-- START OF Listed records --

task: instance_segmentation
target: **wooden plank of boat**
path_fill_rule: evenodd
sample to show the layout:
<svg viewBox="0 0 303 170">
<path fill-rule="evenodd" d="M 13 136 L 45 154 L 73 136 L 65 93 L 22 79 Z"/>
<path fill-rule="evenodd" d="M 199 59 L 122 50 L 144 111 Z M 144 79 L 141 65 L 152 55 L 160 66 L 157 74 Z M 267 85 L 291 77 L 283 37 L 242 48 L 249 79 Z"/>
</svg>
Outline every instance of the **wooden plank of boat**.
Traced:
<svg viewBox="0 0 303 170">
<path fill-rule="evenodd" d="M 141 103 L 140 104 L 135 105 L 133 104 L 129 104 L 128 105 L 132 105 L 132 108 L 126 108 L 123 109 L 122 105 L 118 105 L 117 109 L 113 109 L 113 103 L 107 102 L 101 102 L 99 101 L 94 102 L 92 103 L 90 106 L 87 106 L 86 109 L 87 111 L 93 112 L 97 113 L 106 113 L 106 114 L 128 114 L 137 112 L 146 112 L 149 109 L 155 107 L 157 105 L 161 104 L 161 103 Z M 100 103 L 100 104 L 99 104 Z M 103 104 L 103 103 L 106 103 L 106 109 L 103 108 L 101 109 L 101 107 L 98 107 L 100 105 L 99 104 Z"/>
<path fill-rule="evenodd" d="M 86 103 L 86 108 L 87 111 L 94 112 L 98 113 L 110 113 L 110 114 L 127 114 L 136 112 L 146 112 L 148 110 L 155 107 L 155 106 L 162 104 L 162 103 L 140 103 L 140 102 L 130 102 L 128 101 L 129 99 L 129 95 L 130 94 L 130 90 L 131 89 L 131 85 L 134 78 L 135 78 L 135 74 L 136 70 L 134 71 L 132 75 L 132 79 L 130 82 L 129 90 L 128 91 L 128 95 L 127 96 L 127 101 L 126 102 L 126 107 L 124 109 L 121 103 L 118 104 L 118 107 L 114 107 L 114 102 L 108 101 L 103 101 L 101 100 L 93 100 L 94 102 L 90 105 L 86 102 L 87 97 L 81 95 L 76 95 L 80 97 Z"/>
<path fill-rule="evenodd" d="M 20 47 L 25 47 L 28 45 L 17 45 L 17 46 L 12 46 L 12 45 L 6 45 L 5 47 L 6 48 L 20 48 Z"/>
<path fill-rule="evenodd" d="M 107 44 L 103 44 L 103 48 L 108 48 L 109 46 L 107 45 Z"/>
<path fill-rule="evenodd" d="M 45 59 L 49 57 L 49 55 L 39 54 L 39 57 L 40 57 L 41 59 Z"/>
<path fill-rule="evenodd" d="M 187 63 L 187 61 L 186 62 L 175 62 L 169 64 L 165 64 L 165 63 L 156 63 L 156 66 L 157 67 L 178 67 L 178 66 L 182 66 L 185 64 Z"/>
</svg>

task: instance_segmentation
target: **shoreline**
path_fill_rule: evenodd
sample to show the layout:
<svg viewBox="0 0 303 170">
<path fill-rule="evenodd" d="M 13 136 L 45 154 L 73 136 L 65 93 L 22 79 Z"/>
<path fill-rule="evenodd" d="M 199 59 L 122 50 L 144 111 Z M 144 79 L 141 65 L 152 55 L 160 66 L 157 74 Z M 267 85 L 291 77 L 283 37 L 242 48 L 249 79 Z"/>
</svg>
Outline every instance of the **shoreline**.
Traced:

-- END OF Listed records --

* Instructions for the task
Restate the whole listing exactly.

* Task answer
task: instance_segmentation
target: **wooden plank of boat**
path_fill_rule: evenodd
sample to show the layout:
<svg viewBox="0 0 303 170">
<path fill-rule="evenodd" d="M 13 136 L 45 154 L 73 136 L 65 93 L 22 79 Z"/>
<path fill-rule="evenodd" d="M 199 59 L 122 50 L 144 111 Z M 144 79 L 141 65 L 152 55 L 160 66 L 157 74 Z M 267 85 L 291 77 L 283 37 L 242 48 L 249 79 Z"/>
</svg>
Outline every instance of the **wooden plank of boat**.
Traced:
<svg viewBox="0 0 303 170">
<path fill-rule="evenodd" d="M 141 103 L 140 104 L 135 105 L 133 104 L 129 104 L 128 105 L 132 105 L 132 108 L 126 108 L 123 109 L 122 105 L 118 105 L 117 109 L 113 109 L 113 103 L 107 102 L 101 102 L 99 101 L 94 102 L 92 103 L 90 106 L 87 106 L 86 109 L 87 111 L 93 112 L 97 113 L 106 113 L 106 114 L 128 114 L 137 112 L 146 112 L 149 109 L 155 107 L 157 105 L 161 104 L 161 103 Z M 100 103 L 100 104 L 99 104 Z M 103 104 L 103 103 L 106 103 L 106 109 L 103 108 L 101 109 L 101 107 L 98 107 L 100 105 L 99 104 Z"/>
<path fill-rule="evenodd" d="M 86 103 L 86 108 L 87 111 L 94 112 L 98 113 L 110 113 L 110 114 L 127 114 L 136 112 L 146 112 L 148 110 L 155 107 L 155 106 L 162 104 L 162 103 L 140 103 L 140 102 L 130 102 L 128 101 L 129 99 L 129 95 L 130 94 L 130 90 L 131 89 L 131 85 L 134 78 L 135 78 L 135 74 L 136 70 L 134 71 L 132 75 L 132 79 L 130 82 L 129 90 L 128 91 L 128 95 L 127 96 L 127 101 L 126 102 L 126 107 L 124 109 L 121 103 L 118 104 L 118 107 L 114 107 L 114 102 L 108 101 L 103 101 L 101 100 L 93 100 L 94 102 L 90 105 L 86 102 L 87 97 L 81 95 L 76 95 L 80 97 Z"/>
<path fill-rule="evenodd" d="M 20 47 L 25 47 L 28 45 L 17 45 L 17 46 L 12 46 L 12 45 L 6 45 L 5 47 L 6 48 L 20 48 Z"/>
<path fill-rule="evenodd" d="M 107 44 L 103 44 L 103 48 L 108 48 L 109 46 L 107 45 Z"/>
<path fill-rule="evenodd" d="M 45 59 L 49 57 L 49 55 L 39 54 L 39 57 L 40 57 L 41 59 Z"/>
<path fill-rule="evenodd" d="M 187 63 L 187 61 L 186 62 L 175 62 L 169 64 L 165 64 L 165 63 L 156 63 L 156 66 L 157 67 L 178 67 L 178 66 L 182 66 L 185 64 Z"/>
</svg>

task: instance_segmentation
target: **shoreline**
path_fill_rule: evenodd
sample to show the layout:
<svg viewBox="0 0 303 170">
<path fill-rule="evenodd" d="M 13 136 L 45 154 L 73 136 L 65 93 L 22 79 Z"/>
<path fill-rule="evenodd" d="M 199 59 L 122 50 L 144 111 Z M 144 79 L 141 65 L 152 55 L 160 66 L 157 74 Z M 267 85 L 291 77 L 283 37 L 242 48 L 249 79 Z"/>
</svg>
Outline every instance of the **shoreline**.
Traced:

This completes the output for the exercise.